What the task requires: Would you transcribe the records below exactly, omitting every picture?

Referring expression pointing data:
/---
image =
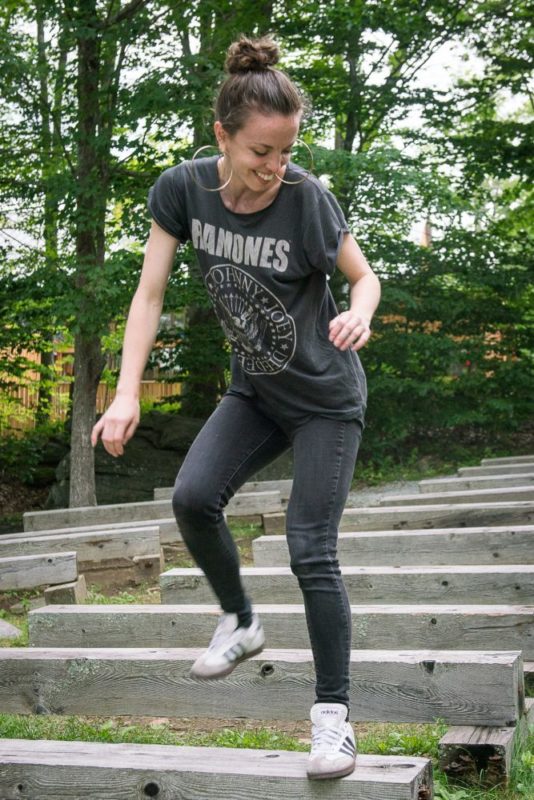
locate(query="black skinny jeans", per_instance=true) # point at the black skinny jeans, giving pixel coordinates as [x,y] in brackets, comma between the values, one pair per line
[238,440]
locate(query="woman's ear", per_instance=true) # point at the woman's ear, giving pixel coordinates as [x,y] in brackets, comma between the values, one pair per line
[220,133]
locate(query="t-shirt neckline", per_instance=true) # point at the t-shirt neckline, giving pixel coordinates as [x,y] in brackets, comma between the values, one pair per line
[248,214]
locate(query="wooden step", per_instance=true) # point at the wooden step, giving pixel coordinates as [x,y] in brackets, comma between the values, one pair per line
[455,484]
[379,626]
[48,770]
[448,515]
[27,572]
[366,585]
[504,544]
[241,504]
[168,529]
[498,469]
[511,494]
[459,687]
[488,462]
[92,547]
[282,486]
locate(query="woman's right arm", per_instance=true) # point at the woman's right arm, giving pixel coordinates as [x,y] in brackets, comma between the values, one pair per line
[119,422]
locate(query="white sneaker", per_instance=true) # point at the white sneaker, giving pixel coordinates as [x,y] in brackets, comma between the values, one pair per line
[229,646]
[333,751]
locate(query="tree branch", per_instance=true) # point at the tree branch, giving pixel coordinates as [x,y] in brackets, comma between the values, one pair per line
[129,11]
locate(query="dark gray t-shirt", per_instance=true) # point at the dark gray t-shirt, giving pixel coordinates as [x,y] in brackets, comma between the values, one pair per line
[266,273]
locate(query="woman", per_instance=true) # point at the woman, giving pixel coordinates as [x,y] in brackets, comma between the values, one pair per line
[267,235]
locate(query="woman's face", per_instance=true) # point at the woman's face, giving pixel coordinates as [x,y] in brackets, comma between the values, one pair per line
[259,150]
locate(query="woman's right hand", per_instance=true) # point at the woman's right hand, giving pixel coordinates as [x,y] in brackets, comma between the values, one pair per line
[117,425]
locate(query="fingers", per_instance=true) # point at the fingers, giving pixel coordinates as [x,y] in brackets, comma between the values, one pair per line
[114,432]
[349,330]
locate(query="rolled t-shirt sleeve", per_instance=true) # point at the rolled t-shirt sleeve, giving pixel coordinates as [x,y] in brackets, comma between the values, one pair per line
[324,234]
[166,203]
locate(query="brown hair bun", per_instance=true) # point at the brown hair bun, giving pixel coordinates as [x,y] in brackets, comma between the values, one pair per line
[251,55]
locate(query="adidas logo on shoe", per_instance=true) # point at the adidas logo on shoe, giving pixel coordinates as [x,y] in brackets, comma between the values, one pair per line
[229,646]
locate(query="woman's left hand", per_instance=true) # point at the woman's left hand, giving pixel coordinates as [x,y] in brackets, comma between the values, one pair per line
[349,330]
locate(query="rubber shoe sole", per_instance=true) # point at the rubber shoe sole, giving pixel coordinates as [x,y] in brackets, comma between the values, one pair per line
[340,773]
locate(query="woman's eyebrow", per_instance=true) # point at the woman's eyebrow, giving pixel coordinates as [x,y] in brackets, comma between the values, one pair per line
[269,146]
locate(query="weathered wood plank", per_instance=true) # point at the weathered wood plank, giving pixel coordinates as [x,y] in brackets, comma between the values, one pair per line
[373,627]
[503,495]
[437,516]
[365,585]
[26,572]
[71,770]
[529,676]
[455,484]
[282,486]
[168,529]
[73,592]
[503,544]
[478,754]
[451,515]
[484,688]
[8,631]
[259,503]
[507,460]
[92,547]
[498,469]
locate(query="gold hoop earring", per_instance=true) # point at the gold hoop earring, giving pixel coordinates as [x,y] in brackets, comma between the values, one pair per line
[192,171]
[308,173]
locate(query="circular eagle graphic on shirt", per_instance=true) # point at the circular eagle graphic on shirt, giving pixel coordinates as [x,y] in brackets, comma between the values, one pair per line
[257,325]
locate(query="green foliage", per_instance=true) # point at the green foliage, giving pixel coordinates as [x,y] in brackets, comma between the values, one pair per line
[452,340]
[21,455]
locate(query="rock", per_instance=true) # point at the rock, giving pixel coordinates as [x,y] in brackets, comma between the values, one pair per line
[8,631]
[151,458]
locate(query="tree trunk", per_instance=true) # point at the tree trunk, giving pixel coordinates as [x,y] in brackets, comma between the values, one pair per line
[88,364]
[90,222]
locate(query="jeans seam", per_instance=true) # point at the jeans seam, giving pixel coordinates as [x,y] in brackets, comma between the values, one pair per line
[337,578]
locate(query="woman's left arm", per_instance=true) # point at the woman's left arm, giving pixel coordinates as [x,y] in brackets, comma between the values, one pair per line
[352,328]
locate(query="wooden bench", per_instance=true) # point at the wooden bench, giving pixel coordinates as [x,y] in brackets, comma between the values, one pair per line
[459,687]
[115,548]
[241,504]
[366,585]
[445,515]
[373,626]
[455,484]
[70,770]
[494,495]
[505,544]
[28,572]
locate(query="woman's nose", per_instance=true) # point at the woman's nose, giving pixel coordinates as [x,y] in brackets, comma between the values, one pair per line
[275,161]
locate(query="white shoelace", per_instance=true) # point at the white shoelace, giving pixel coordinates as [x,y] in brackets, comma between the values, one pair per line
[326,740]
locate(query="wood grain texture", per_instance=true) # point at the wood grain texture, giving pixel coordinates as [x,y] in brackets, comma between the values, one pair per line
[489,462]
[91,546]
[494,495]
[26,572]
[386,685]
[511,468]
[381,626]
[256,503]
[451,515]
[467,752]
[504,544]
[48,770]
[366,585]
[464,484]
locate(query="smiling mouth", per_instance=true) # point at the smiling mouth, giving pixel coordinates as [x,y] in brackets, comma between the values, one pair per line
[265,176]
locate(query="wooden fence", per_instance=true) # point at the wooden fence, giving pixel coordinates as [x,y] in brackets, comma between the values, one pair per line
[24,401]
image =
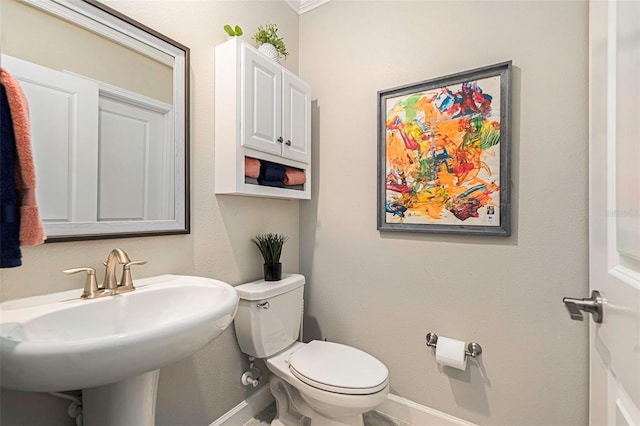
\---
Answer section:
image =
locate(query="black skinny jeans", per_instance=true) # point at the black skinny jeans, giving pixel coordinates as [x,y] in brackets, comma between the values, one pair per line
[238,440]
locate(query="woman's ear", per_instance=true) # point at the woman's ear, giving pixel coordinates as [x,y] in brackets, comma between the values, one pair per line
[220,133]
locate(query="t-shirt neckline", per_instance=true) # point at the t-shirt neckline, giving pixel coordinates as [x,y] in brackets, comma between the values, one pair per line
[248,214]
locate(query="wooden step", per_instance=true) # point at the wooden step, giving pixel coordinates as [x,y] in brackets, comma between the values, one pair per line
[455,484]
[379,626]
[48,770]
[448,515]
[27,572]
[366,585]
[504,544]
[241,504]
[168,529]
[498,469]
[511,494]
[459,687]
[488,462]
[92,547]
[282,486]
locate(query="woman's right arm", per_instance=true) # point at the woman's right arm, giving pixel coordinates as [x,y] in brackets, comma between the values, one pair per line
[119,422]
locate(query="white sneaker", per_instance=true) # point at the white sneaker, giving pixel coordinates as [x,y] in brackets, comma between the values, one pair per line
[229,646]
[333,751]
locate(query="tree branch", per_instance=true) # point at the tree branch, giving pixel coordinates as [x,y] in brackets, comma between the values, one pair per line
[129,11]
locate(query="dark gray t-shirt", per_instance=true) # point at the dark gray t-shirt, giving pixel coordinates as [x,y] in brackets, comma between the values, one pair per line
[266,273]
locate(query="woman", per_instance=true) # point at the woman, giving pixel coordinates as [x,y] in brackets, comma between the values, one pair per line
[267,235]
locate(query="woman's face", per_instance=true) # point at the woman's face, giving pixel coordinates as [x,y] in brackets, comma between the values, one pair per line
[259,150]
locate(query="woman's right hand", per_instance=true) # point at the woman's right hand, giving pixel coordinates as [x,y] in brackets, comma between the values, one pair per line
[117,425]
locate(query="fingers", per_instance=true) # point at the fingers, giving pixel coordinates as [x,y] in brackets, comma between the values, one pair per line
[114,432]
[349,330]
locate(query="rolled t-shirt sleeve", per_instance=true) # point at the rolled t-shirt sleeve, giving pixel coordinates as [x,y] in brackets, comma between the values, one pair per line
[324,234]
[166,203]
locate(query="brown hair bun", per_instance=true) # point at the brown hair bun, giving pixel coordinates as [x,y] in brackets, comma between the values, one pair per line
[251,55]
locate(query="adidas logo on shoe", per_instance=true) # point at the adidas logo on shoe, giving pixel coordinates as [x,y] in brackets, comma between the values, one pair per line
[229,646]
locate(query="woman's left hand", per_instance=true) # point at the woman's left hand, giving pixel coordinates as [x,y] in brackets, comma between the values, one pair per line
[349,330]
locate(query="rubber shoe sole", per_instance=true) # point at the rubber shoe sole, giving pixel coordinates as [x,y] in brackets, comma between the values, one pair per line
[340,773]
locate(query="woman's eyebrow", per_instance=true) # point at the woman's eyebrow, giving pixel coordinates as [x,y] in brackets, comma between the values, one pair per line
[269,146]
locate(query="weathered wood plank", per_instance=true) # point at the weathered wood plank, giving pixel coordinates as [x,y] in brackets, comma between the values, one pair per line
[373,627]
[503,495]
[437,516]
[365,585]
[26,572]
[71,770]
[529,676]
[455,484]
[282,486]
[168,529]
[73,592]
[503,544]
[478,754]
[451,515]
[484,688]
[8,631]
[259,503]
[507,460]
[92,547]
[498,469]
locate(query="gold hoop earring", per_instance=true) # point at the gold hoop earring, giving pixel coordinates as [x,y] in brackets, comma between the values, one pair per line
[192,171]
[308,173]
locate(query="circular eagle graphic on shirt", per_instance=true) # point at the circular eagle graphic on shirt, giving pixel coordinates as [x,y] in brackets, comma between the values, one pair per line
[257,325]
locate(query="green foliage", per_instance=true) # point at the green foliage, giving pixel coordinates as [x,y] in brackets, comma between the values, one pair per line
[452,340]
[21,455]
locate(query="rock", per_instance=true) # point at the rock, giving pixel coordinates as [x,y] in brackets, comma between the values, one pair per line
[8,631]
[151,458]
locate(query="tree trunk", per_instance=true) # point at the tree trunk, giving pixel coordinates as [x,y] in brackets, comma between the values, one pair per line
[88,364]
[90,222]
locate(query="jeans seam", per_instance=true) # point at the jeans seam, giving pixel coordinates as [x,y] in brackets, comma between the values, one pair per line
[337,578]
locate(query="woman's left arm", per_instance=true) # point at the woman's left arm, giving pixel coordinates as [x,y] in brackets, comma between the values, one pair per line
[352,328]
locate(query="wooden bench", per_instance=true) # point at the wooden bench, giving pixel coordinates as [x,y] in brackets, comma between the values, one pair per line
[459,687]
[115,548]
[241,504]
[366,585]
[445,515]
[373,626]
[455,484]
[70,770]
[494,495]
[505,544]
[28,572]
locate(query="woman's nose", per_instance=true) # point at the woman's nose, giving pixel coordinates as [x,y] in brackets, comma between the values, one pair per line
[275,161]
locate(query="white shoelace", per_instance=true) # point at the white shoelace, giving pixel coordinates as [x,y] in brackets, comma between the values, one pair per line
[326,740]
locate(query="wood grain texture", per_instance=true) # point at the wood grain texture, giving pixel coordinates as [x,y] in brackets, comma between the values, one pair per line
[489,462]
[91,546]
[494,495]
[26,572]
[386,685]
[511,468]
[381,626]
[256,503]
[451,515]
[467,752]
[504,544]
[48,770]
[366,585]
[464,484]
locate(query="smiling mouth", per_instance=true) # point at the smiling mouth, giving pixel coordinates as [x,y] in brackets, comma between the values, one pair per line
[265,176]
locate(query="wooden fence", per_instance=true) # point at the wooden fence, giving pixel coordinates as [x,y] in brackets, comma between the values, one pair per line
[24,401]
image =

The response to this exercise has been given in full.